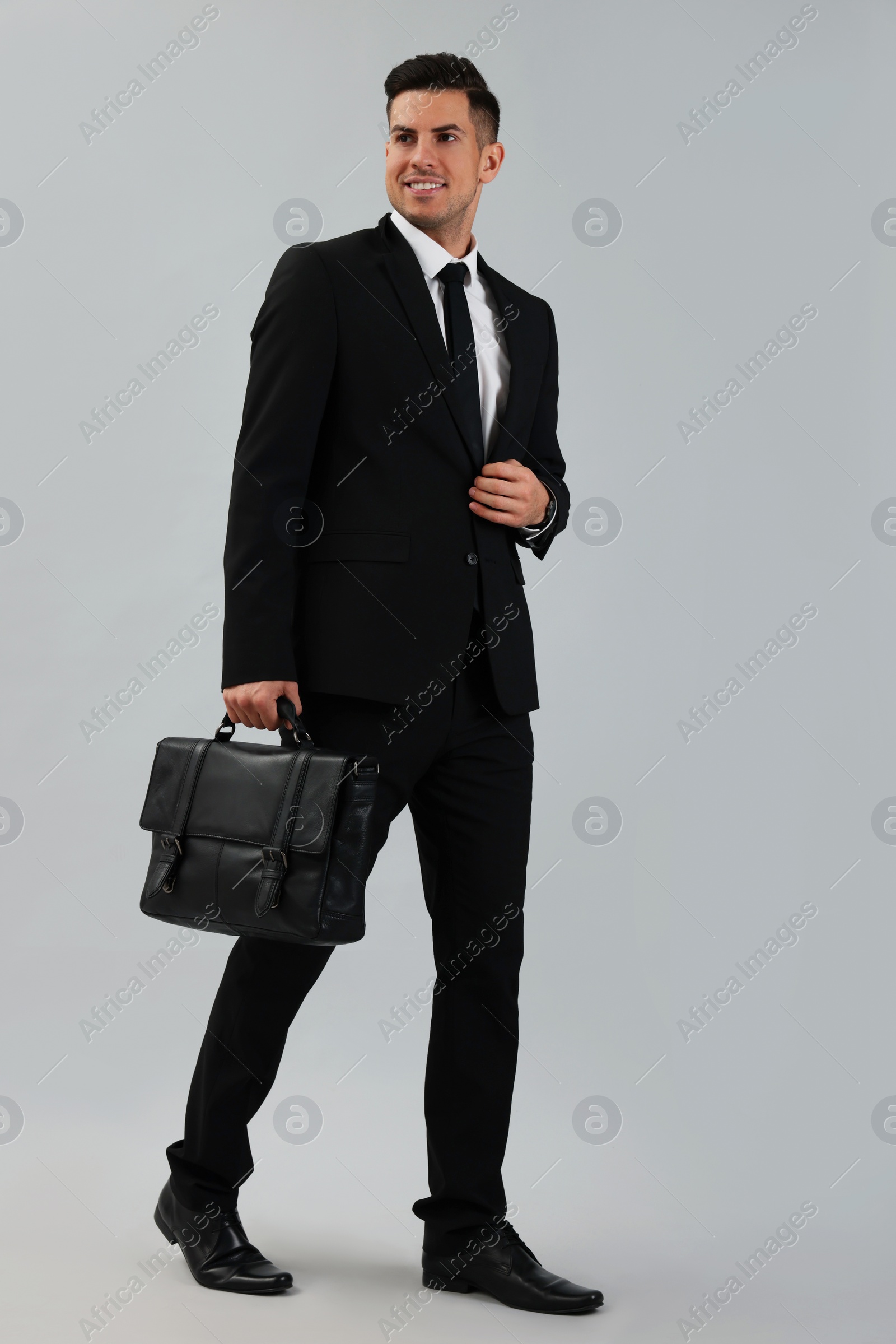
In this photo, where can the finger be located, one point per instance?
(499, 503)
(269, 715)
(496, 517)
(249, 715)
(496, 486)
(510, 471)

* * *

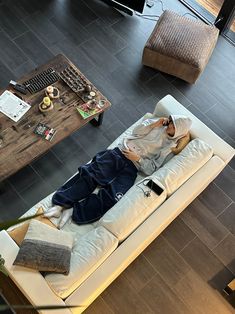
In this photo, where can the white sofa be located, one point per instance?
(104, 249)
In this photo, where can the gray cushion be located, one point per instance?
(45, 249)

...

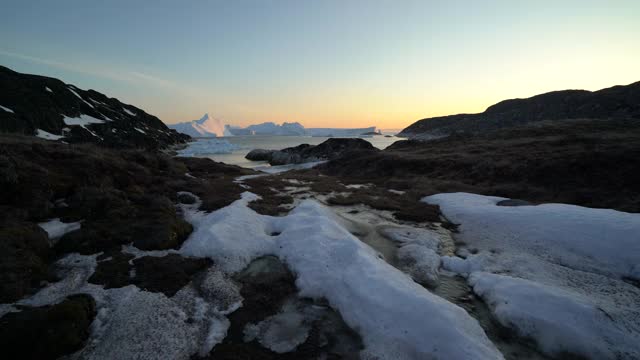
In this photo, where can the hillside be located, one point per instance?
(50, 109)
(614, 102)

TASK TO COMPLETE: Pick out each line above that contains the word "instance" and copy it. Case counts.

RESULT OF THE EXERCISE:
In this photo, where can the finger be located, one point per instance?
In this photo, where can the white sofa be located, one point per instance?
In this photo, where can the gray cushion be located, one point per instance?
In this photo, where can the hillside be located, one point per instance?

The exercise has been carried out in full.